2023年8月7日(月)、残薬セミナーを博多市内の会議室とzoomのハイブリッドで開催し、トータル約100名の方々にご参加いただきました。「残薬が生まれる背景・課題・解決策とは」をテーマに島添隆雄先生(九州大学大学院 薬学研究院 臨床育薬学分野准教授)をお招きしご講演いただきました。

残薬とは病院等からもらい、飲み忘れ等によりご自宅に残ってしまった薬のことです。病に苦しむ患者さんに少しでも健やかな日々を過ごしていただきたいと考え、私たちは日々の業務に邁進していますが、一方で残薬が生じている現実もあります。そこにはどのような背景や課題、解決策があるのかを学ぶために、薬粧連合のSDGs の取り組みの一環として企画したセミナーです。

ご講演では、自宅に余っている薬剤を節約バッグに入れて患者さんに医療機関に持参いただき、それを踏まえて処方量を調整することで、残薬を少なくする取り組み(節約バッグ運動)や医療用麻薬の廃棄に関する研究についてもご講演いただきました。節約バックの取り組みでは福岡市内の薬局でのトライアルの結果、残薬調整により約70万円の薬剤費を削減することができ、この結果を全国レベルに換算すると年間削減可能額は約3,300億円に相当するという非常にインパクトのあるお話でした。

その後の質疑応答では参加者から「残薬対策で製薬企業に期待することは?」「小包装化した方が薬剤廃棄金額が低くなる可能性があるとのことだが、製造する医薬品が小包装に偏り過ぎると、逆に配送頻度が増えてCO2の排出が増えてしまうのでは?」など様々な質問をいただき、島添先生からはご自身のお考えを丁寧にお伝えいただきました。あるSDGsを達成するために取り組む打ち手が、別のSDGsの達成を阻害する要因になることもあります。SDSs達成に向けては俯瞰的、複合的、相互的な視点が欠かせないことに改めて気づくことができました。

薬粧連合活動をSDGsの文脈で整理すると様々なSDGsが深くかかわっていることが分かります。SDGsの達成やSDGsの自分ゴト化に向けて、引き続き様々な活動に取り組んで参ります。

------------------------------------

§ **取り組むこと**:
残薬セミナーの報告文から、「残薬とは病院等からもらい、飲」で始まり「めて気づくことができました。」で終わる部分を、一字も変えずにそのまま書き写してください。 ここから先の項目は、この文章とは関係のない別の資料です。

------------------------------------

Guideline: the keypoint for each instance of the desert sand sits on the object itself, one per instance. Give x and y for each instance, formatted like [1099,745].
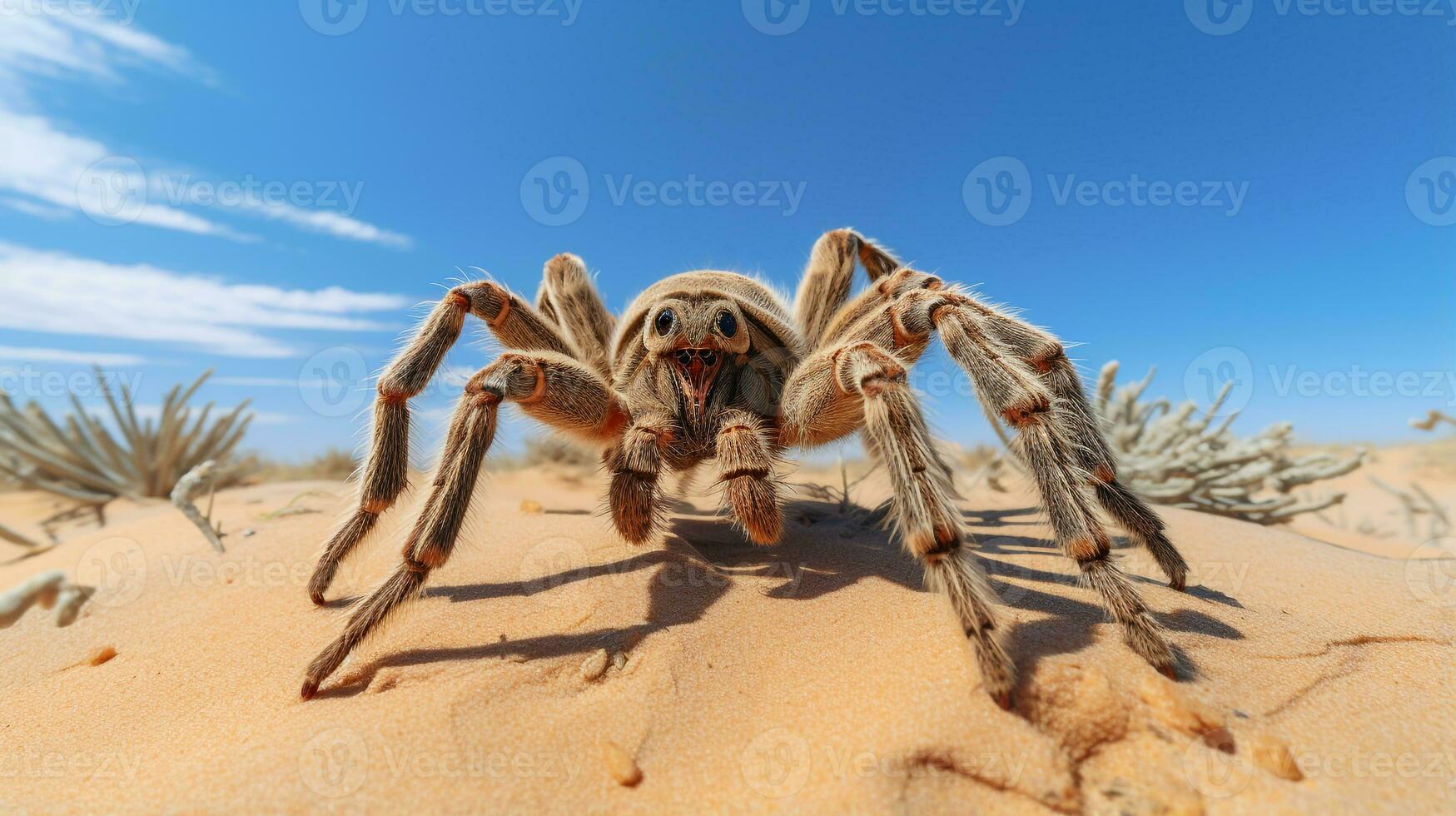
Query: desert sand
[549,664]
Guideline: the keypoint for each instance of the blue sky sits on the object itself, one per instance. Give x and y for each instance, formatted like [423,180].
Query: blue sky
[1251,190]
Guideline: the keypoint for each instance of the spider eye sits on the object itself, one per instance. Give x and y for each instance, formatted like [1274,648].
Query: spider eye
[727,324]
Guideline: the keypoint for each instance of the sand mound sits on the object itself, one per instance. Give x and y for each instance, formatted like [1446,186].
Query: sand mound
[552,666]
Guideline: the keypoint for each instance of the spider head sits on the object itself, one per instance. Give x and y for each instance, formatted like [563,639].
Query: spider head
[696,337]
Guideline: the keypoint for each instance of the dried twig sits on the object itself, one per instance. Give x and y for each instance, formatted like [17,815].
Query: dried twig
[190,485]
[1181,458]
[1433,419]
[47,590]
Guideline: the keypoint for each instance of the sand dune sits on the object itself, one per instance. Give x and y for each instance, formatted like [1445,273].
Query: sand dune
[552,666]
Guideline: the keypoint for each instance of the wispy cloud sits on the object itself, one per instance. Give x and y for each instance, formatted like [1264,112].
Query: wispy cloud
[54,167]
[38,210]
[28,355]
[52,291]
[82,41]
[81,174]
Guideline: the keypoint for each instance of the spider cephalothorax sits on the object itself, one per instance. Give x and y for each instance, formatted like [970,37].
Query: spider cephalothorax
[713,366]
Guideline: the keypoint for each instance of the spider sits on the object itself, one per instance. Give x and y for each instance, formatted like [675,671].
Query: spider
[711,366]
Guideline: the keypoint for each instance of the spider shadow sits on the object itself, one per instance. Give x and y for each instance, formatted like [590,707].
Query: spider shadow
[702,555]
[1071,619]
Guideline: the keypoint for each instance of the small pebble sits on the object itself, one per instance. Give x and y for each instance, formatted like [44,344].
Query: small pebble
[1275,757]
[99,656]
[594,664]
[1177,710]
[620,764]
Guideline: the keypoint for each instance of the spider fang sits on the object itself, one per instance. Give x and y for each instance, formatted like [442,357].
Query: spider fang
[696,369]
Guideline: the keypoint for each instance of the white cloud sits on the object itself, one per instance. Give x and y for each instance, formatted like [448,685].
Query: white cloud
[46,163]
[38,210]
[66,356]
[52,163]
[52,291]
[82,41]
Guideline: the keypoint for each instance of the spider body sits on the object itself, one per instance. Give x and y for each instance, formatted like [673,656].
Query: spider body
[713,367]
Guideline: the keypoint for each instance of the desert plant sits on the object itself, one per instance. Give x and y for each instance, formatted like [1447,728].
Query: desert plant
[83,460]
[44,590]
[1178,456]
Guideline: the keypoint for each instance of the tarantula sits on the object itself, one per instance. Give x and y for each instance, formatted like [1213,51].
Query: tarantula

------------------------------------

§ **あなたの答え**:
残薬とは病院等からもらい、飲み忘れ等によりご自宅に残ってしまった薬のことです。病に苦しむ患者さんに少しでも健やかな日々を過ごしていただきたいと考え、私たちは日々の業務に邁進していますが、一方で残薬が生じている現実もあります。そこにはどのような背景や課題、解決策があるのかを学ぶために、薬粧連合のSDGs の取り組みの一環として企画したセミナーです。

ご講演では、自宅に余っている薬剤を節約バッグに入れて患者さんに医療機関に持参いただき、それを踏まえて処方量を調整することで、残薬を少なくする取り組み(節約バッグ運動)や医療用麻薬の廃棄に関する研究についてもご講演いただきました。節約バックの取り組みでは福岡市内の薬局でのトライアルの結果、残薬調整により約70万円の薬剤費を削減することができ、この結果を全国レベルに換算すると年間削減可能額は約3,300億円に相当するという非常にインパクトのあるお話でした。

その後の質疑応答では参加者から「残薬対策で製薬企業に期待することは?」「小包装化した方が薬剤廃棄金額が低くなる可能性があるとのことだが、製造する医薬品が小包装に偏り過ぎると、逆に配送頻度が増えてCO2の排出が増えてしまうのでは?」など様々な質問をいただき、島添先生からはご自身のお考えを丁寧にお伝えいただきました。あるSDGsを達成するために取り組む打ち手が、別のSDGsの達成を阻害する要因になることもあります。SDSs達成に向けては俯瞰的、複合的、相互的な視点が欠かせないことに改めて気づくことができました。